Records provided:
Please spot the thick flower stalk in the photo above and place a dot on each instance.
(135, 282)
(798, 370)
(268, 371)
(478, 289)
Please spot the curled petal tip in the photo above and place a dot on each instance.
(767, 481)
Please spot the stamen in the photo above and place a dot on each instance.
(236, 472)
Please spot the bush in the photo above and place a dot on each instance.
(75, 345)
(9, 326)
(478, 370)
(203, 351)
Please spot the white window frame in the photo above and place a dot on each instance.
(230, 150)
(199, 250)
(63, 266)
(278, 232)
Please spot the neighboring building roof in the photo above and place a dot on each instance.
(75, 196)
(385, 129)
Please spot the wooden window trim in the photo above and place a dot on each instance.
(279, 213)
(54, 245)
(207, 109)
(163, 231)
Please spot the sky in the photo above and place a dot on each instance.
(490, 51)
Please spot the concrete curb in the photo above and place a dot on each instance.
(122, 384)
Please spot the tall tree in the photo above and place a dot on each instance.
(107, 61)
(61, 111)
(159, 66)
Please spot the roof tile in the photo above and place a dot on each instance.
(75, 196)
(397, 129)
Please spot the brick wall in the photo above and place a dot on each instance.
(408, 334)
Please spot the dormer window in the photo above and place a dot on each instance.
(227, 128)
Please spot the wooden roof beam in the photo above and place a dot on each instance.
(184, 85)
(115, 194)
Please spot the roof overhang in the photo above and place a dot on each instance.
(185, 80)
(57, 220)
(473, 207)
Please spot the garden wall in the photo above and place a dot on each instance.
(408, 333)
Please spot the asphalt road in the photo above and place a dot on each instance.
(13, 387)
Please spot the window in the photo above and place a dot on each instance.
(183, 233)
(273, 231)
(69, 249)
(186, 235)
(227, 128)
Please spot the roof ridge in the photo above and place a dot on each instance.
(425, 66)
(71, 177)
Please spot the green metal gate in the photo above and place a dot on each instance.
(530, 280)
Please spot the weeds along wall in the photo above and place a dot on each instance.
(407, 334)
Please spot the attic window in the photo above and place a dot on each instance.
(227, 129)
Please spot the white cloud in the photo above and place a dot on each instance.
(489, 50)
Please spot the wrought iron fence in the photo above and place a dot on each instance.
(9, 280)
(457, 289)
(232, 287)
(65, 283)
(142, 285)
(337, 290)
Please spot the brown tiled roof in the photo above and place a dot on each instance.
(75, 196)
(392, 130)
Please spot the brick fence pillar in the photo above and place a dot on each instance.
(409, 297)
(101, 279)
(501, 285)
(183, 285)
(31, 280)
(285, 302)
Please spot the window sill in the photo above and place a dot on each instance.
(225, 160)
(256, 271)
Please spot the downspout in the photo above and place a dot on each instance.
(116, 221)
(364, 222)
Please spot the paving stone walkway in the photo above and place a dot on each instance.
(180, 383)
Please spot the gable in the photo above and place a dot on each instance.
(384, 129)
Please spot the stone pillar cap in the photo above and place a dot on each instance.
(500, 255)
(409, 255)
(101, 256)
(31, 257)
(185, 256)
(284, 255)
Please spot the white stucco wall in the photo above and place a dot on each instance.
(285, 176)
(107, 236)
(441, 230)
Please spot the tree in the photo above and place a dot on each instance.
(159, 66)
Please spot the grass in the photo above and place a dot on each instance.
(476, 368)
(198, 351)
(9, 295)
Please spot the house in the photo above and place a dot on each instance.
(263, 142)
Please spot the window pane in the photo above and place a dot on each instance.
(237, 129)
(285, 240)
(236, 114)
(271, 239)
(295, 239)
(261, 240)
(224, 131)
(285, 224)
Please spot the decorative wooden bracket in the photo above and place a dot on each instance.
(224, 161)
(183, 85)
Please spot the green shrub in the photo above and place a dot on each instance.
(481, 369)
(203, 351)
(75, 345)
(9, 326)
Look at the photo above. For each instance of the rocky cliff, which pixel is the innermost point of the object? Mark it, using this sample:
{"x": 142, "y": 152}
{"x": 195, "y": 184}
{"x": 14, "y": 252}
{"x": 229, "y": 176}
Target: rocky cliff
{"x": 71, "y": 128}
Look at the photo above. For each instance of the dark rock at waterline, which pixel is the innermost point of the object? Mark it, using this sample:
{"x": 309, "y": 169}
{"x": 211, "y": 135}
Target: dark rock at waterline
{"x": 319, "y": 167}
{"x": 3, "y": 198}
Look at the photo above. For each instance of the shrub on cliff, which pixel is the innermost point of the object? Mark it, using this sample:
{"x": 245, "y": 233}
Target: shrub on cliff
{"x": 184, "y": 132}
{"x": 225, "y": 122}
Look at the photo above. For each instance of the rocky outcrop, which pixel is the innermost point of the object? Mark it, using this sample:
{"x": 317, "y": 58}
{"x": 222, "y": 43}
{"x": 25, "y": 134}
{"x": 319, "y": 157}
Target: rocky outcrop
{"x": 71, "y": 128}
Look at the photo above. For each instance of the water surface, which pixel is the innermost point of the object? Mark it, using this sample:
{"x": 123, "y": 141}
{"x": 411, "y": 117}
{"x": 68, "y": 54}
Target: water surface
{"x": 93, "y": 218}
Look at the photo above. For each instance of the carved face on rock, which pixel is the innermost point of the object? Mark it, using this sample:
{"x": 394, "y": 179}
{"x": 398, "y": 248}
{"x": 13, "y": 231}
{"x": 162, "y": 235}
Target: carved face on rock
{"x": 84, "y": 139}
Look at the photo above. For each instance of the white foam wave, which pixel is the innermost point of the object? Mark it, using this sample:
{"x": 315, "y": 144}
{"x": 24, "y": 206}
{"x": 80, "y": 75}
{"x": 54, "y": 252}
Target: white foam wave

About this exercise: Every line containing the word "wave" should be copied from the material.

Solution to the problem:
Look at the photo above. For each instance of the white foam wave, which pixel is the innermost point of the object? Mark it, using this sample:
Target: white foam wave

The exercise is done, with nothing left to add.